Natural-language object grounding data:
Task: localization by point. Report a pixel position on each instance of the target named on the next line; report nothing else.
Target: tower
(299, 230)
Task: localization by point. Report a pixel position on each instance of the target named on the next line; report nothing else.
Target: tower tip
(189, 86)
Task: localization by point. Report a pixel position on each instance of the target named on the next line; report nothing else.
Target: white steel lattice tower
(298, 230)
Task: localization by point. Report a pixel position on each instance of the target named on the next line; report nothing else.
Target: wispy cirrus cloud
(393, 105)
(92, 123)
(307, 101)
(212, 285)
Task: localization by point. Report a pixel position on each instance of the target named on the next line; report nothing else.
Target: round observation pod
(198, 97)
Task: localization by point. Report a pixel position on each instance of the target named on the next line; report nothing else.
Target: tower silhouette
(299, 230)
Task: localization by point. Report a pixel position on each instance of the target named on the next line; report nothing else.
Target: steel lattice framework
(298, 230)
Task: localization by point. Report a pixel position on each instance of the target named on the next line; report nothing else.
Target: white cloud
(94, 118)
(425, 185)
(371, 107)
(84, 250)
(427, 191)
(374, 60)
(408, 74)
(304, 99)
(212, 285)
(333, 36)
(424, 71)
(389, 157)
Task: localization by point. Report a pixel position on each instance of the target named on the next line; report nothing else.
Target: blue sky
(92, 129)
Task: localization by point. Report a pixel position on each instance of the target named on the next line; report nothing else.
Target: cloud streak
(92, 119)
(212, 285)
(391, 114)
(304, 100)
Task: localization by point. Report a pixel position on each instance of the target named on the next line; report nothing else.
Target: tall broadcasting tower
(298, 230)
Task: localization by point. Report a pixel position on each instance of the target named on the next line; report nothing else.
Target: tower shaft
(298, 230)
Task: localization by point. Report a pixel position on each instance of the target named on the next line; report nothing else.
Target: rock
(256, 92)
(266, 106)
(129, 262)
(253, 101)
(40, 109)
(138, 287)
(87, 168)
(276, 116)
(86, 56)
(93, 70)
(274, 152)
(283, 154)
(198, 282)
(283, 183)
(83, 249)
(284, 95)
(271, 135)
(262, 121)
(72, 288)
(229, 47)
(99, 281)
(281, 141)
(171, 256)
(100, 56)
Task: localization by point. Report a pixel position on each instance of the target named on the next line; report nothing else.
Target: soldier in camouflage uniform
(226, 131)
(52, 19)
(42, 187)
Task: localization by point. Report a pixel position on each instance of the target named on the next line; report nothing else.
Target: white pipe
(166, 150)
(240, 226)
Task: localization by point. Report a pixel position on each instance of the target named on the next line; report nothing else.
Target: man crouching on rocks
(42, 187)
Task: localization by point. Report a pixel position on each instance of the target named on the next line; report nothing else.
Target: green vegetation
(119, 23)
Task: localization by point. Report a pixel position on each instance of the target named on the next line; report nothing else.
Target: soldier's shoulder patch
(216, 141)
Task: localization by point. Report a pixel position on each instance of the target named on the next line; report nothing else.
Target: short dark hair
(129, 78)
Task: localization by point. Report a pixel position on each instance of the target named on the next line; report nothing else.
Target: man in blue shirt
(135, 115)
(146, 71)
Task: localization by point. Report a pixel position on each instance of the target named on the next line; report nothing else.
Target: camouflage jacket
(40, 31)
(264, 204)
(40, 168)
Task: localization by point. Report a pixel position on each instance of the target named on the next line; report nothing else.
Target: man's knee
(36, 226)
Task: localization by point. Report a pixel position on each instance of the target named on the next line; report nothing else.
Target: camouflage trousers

### Exercise
An exact restatement of the data is required.

### Answer area
Task: localization by point. Report a pixel position on each instance of the target named on the next line; report nothing else.
Target: tower
(299, 230)
Task: localization by point. Report a pixel position on each instance of the target named on the next line; report nothing else.
Target: tower tip
(189, 86)
Task: localization by point. Report a pixel position on each instance of the target named on the next line; report nothing else.
Target: white steel lattice tower
(298, 230)
Task: localization by point. Report a pixel position on each instance of the target named on the next line; report nothing else.
Target: wispy cirrus cloud
(393, 105)
(92, 123)
(307, 101)
(212, 285)
Task: localization by point. Report a pixel position on each instance of the target named on the next line; report nothing else.
Target: round observation pod
(198, 97)
Task: localization by point. Report a pixel position on each instance of the target named on the next line; report nothing else.
Target: tower silhouette
(299, 230)
Task: localization by point. Report a pixel position on each instance of the target named on the next line; report nothing else.
Target: steel lattice framework
(298, 230)
Task: localization by point. Report a pixel position on each instance of the target named on the next line; report nothing else.
Target: white cloud
(94, 118)
(425, 185)
(371, 107)
(84, 250)
(427, 191)
(374, 60)
(408, 74)
(304, 99)
(212, 285)
(333, 36)
(424, 71)
(389, 157)
Task: localization by point. Report a pixel position on each instance of the target named on the next line; report nothing else.
Target: blue sky
(92, 129)
Task: localization by point. Report a pixel position on each instance of the target named on the next line; report nothing else.
Target: cloud streak
(92, 119)
(212, 285)
(391, 114)
(304, 100)
Task: localization by point. Report a pixel position on each instance of the target named on the next line; report nothing else.
Target: tall broadcasting tower
(298, 230)
Task: localization by point. Report a pixel position on each instance of the target named on the next line; report nothing else.
Target: tower shaft
(298, 230)
Task: localization by point. Report a pixel position on each instance of the target named on the next line; report nothing else.
Target: rock
(256, 92)
(266, 106)
(129, 262)
(253, 101)
(40, 109)
(138, 287)
(87, 168)
(276, 116)
(86, 56)
(93, 70)
(274, 152)
(283, 154)
(198, 282)
(283, 183)
(83, 249)
(284, 95)
(271, 135)
(262, 121)
(72, 288)
(229, 47)
(99, 281)
(281, 141)
(171, 256)
(100, 56)
Task: localization by point. Report a pixel position on each instance of the target named on the next line; report nothing else.
Target: soldier in camouflage uniform
(226, 131)
(52, 19)
(42, 187)
Task: localization by point. Report a pixel position on each instance of the target named on the next line; report nothing else.
Target: white pipe
(166, 150)
(240, 226)
Task: localization by point. Report a pixel position on each instance of the target named on the next line; report nothing else.
Target: man crouching on rocks
(42, 187)
Task: localization by point. Report a pixel position on each instance of the target named on the next line; report nothing else.
Target: green vegetation
(119, 23)
Task: localization by point. Report a pixel position on each instance of the target named on the next line; report nothing else.
Target: soldier's shoulder patch
(216, 141)
Task: localization by point. Report a pixel position on each instance of the target named on the next line; report nothing else.
Target: short dark hair
(129, 78)
Task: localization by point. Report a pixel position on each instance of the target named on the next line; report nothing else.
Target: man in blue shirt
(135, 115)
(146, 71)
Task: localization by point. Report a pixel position on each instance of the target named on the next line; report nothing else.
Target: camouflage jacket
(40, 31)
(264, 204)
(40, 168)
Task: localization by point. Report a pixel position on each instance of the target named on the next line; report nothing else.
Target: man's knee
(36, 226)
Task: localization by point. Report a pixel position on each instance of the target named on the next line; report nothing else.
Target: camouflage trousers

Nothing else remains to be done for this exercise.